- Records to process
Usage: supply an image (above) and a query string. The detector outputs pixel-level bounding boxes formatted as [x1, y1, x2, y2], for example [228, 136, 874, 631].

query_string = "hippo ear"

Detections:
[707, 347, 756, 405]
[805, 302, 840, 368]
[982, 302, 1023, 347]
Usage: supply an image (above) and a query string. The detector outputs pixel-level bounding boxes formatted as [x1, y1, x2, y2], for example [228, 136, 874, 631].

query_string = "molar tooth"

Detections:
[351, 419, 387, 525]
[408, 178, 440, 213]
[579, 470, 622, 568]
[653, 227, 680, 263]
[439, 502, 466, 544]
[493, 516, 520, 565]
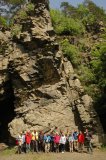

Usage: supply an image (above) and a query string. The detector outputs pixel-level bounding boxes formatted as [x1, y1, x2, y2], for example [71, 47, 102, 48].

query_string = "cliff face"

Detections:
[0, 0, 102, 145]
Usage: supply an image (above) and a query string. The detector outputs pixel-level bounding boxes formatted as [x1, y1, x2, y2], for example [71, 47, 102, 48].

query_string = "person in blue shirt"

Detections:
[44, 134, 51, 153]
[73, 130, 78, 151]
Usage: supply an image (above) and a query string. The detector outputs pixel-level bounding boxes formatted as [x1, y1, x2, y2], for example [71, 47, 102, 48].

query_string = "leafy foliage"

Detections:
[51, 10, 85, 35]
[61, 39, 81, 67]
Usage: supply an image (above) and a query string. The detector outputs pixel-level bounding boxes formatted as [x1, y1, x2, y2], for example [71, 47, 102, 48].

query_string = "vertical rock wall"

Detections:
[0, 0, 103, 143]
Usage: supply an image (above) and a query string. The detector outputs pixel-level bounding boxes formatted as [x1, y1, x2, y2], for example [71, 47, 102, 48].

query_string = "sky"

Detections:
[49, 0, 106, 9]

- Challenge
Output the full listing above as a two-column Markdown table headed "Row" and "Line": number each line in Row and place its text in Line. Skip blank lines and leave out the pictures.

- Answer to the exercise
| Row | Line |
|---|---|
| 1 | Usage: supply an image (above) and a query string. The detector outputs pixel-level bounding boxes formatted as [x1, y1, x2, y2], for example [228, 136, 874, 631]. |
| 2 | query_string = "hippo ear" |
| 3 | Detections: |
| 4 | [707, 347, 756, 405] |
| 5 | [805, 302, 840, 368] |
| 6 | [982, 302, 1023, 347] |
| 7 | Usage: supply an image (above) and a query string. The detector outputs pixel-level bounding boxes formatted as [x1, y1, x2, y2], for example [228, 136, 874, 631]. |
| 8 | query_string = "molar tooth" |
| 9 | Detections: |
| 10 | [351, 419, 387, 525] |
| 11 | [408, 178, 440, 213] |
| 12 | [579, 470, 622, 568] |
| 13 | [653, 227, 680, 263] |
| 14 | [439, 502, 466, 544] |
| 15 | [493, 516, 520, 565] |
| 16 | Usage: supply an image (above) and a query string. The detector outputs pixel-level bounding boxes formatted as [x1, y1, x2, y2], for example [71, 47, 102, 48]. |
| 17 | query_string = "cliff face" |
| 18 | Detections: |
| 19 | [0, 0, 102, 145] |
| 20 | Usage: supply an image (above) and a query string. The detector outputs pixel-level bounding boxes formatted as [x1, y1, x2, y2], for example [71, 47, 102, 48]. |
| 21 | query_string = "person in blue shirt" |
| 22 | Detections: |
| 23 | [44, 134, 51, 153] |
| 24 | [73, 130, 78, 151] |
| 25 | Usage: supply an image (above) and a query string. The detector outputs pixel-level bounding boxes formatted as [x1, y1, x2, y2], for example [71, 47, 102, 48]. |
| 26 | query_string = "leafy foliage" |
| 27 | Detections: |
| 28 | [51, 10, 85, 35] |
| 29 | [61, 39, 81, 67] |
| 30 | Usage: supply an image (above) and a query string. The detector outputs pixel-level bounding boxes formatted as [x1, y1, x2, y2], for example [71, 47, 102, 48]. |
| 31 | query_string = "vertical rock wall" |
| 32 | Detections: |
| 33 | [0, 0, 103, 143] |
| 34 | Usage: supply an image (above) and a query string. The detector outputs pixel-level bounding boxes formatted as [x1, y1, x2, y2], for example [71, 47, 102, 48]. |
| 35 | query_string = "sky" |
| 36 | Detections: |
| 37 | [49, 0, 106, 9] |